SUPPLIED ENTRIES =>

:::

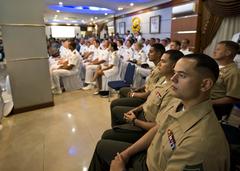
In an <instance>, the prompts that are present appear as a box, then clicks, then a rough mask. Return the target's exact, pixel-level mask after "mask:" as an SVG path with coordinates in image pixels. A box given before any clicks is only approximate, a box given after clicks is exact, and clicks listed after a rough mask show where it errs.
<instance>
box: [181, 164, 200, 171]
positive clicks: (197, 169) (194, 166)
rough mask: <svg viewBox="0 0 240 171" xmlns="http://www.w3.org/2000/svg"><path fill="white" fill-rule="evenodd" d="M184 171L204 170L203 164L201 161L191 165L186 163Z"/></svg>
mask: <svg viewBox="0 0 240 171" xmlns="http://www.w3.org/2000/svg"><path fill="white" fill-rule="evenodd" d="M183 171H203V164H202V163H200V164H196V165H191V166H188V165H186V166H185V167H184V169H183Z"/></svg>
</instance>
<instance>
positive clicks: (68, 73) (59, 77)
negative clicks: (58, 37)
mask: <svg viewBox="0 0 240 171" xmlns="http://www.w3.org/2000/svg"><path fill="white" fill-rule="evenodd" d="M79 63H80V54H79V53H78V51H77V50H76V49H75V50H74V51H72V52H71V54H70V56H69V58H68V65H69V66H70V65H74V67H73V68H72V69H71V70H67V69H56V70H53V71H52V72H51V81H52V88H53V89H56V90H57V91H58V92H59V91H61V87H60V77H65V76H70V75H73V74H76V73H77V72H78V71H79Z"/></svg>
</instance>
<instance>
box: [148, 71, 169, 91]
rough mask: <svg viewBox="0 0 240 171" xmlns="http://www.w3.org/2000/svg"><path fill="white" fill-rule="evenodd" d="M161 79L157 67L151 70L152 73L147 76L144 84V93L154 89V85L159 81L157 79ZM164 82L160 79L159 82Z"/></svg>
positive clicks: (151, 90)
mask: <svg viewBox="0 0 240 171" xmlns="http://www.w3.org/2000/svg"><path fill="white" fill-rule="evenodd" d="M161 77H162V76H161V75H160V71H159V69H158V67H155V68H154V69H153V71H152V72H151V74H150V75H149V76H148V79H147V81H146V83H145V91H146V92H148V91H152V90H153V89H154V88H155V86H156V83H157V82H158V81H159V79H160V78H161ZM164 80H165V79H164ZM164 80H163V79H161V82H164Z"/></svg>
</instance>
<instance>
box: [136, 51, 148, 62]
mask: <svg viewBox="0 0 240 171" xmlns="http://www.w3.org/2000/svg"><path fill="white" fill-rule="evenodd" d="M133 59H135V60H137V61H138V62H140V63H146V61H147V55H146V53H145V52H144V51H143V49H141V50H140V51H138V52H137V51H135V52H134V56H133Z"/></svg>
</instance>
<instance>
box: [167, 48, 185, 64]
mask: <svg viewBox="0 0 240 171" xmlns="http://www.w3.org/2000/svg"><path fill="white" fill-rule="evenodd" d="M165 53H166V54H169V58H170V60H171V61H173V62H174V63H176V62H177V61H178V60H179V59H180V58H181V57H183V56H184V54H183V53H182V52H181V51H179V50H168V51H166V52H165Z"/></svg>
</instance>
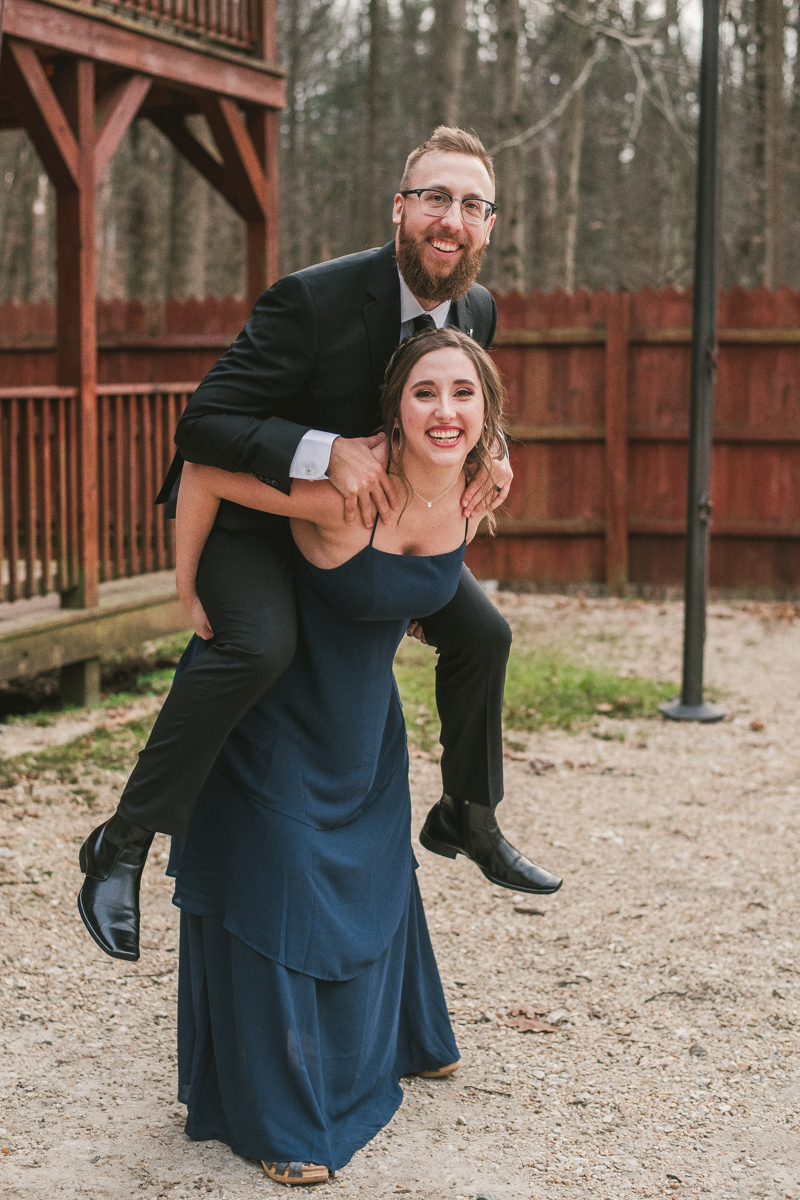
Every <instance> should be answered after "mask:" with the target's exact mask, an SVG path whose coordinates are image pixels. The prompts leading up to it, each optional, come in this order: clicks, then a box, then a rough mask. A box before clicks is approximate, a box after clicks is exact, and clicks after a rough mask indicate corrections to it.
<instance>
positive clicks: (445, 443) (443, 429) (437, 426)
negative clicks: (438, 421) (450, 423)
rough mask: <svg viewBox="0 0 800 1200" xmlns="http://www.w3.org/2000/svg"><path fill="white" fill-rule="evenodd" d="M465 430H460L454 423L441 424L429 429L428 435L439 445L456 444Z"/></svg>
mask: <svg viewBox="0 0 800 1200" xmlns="http://www.w3.org/2000/svg"><path fill="white" fill-rule="evenodd" d="M463 433H464V431H463V430H459V428H457V427H455V426H452V425H450V426H444V427H443V426H441V425H434V426H433V428H429V430H428V431H427V436H428V437H429V438H431V440H432V442H435V444H437V445H439V446H456V445H458V444H459V442H461V440H462V437H463Z"/></svg>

:::

Your response must consist of the lines from the beginning of the data through the line containing "box: [181, 164, 200, 171]", transcribed exactly, with no pictures.

In an <instance>, the prompts that are present appear as a box, then clicks, then a rough mask. Return the target's exact, pixel-level mask after "mask:" as an SVG path with coordinates in image pixels. A box given before any clicks is only approximate, a box given after clicks is exact, and clicks listed after a rough mask show where it errs.
<instance>
box: [181, 164, 200, 171]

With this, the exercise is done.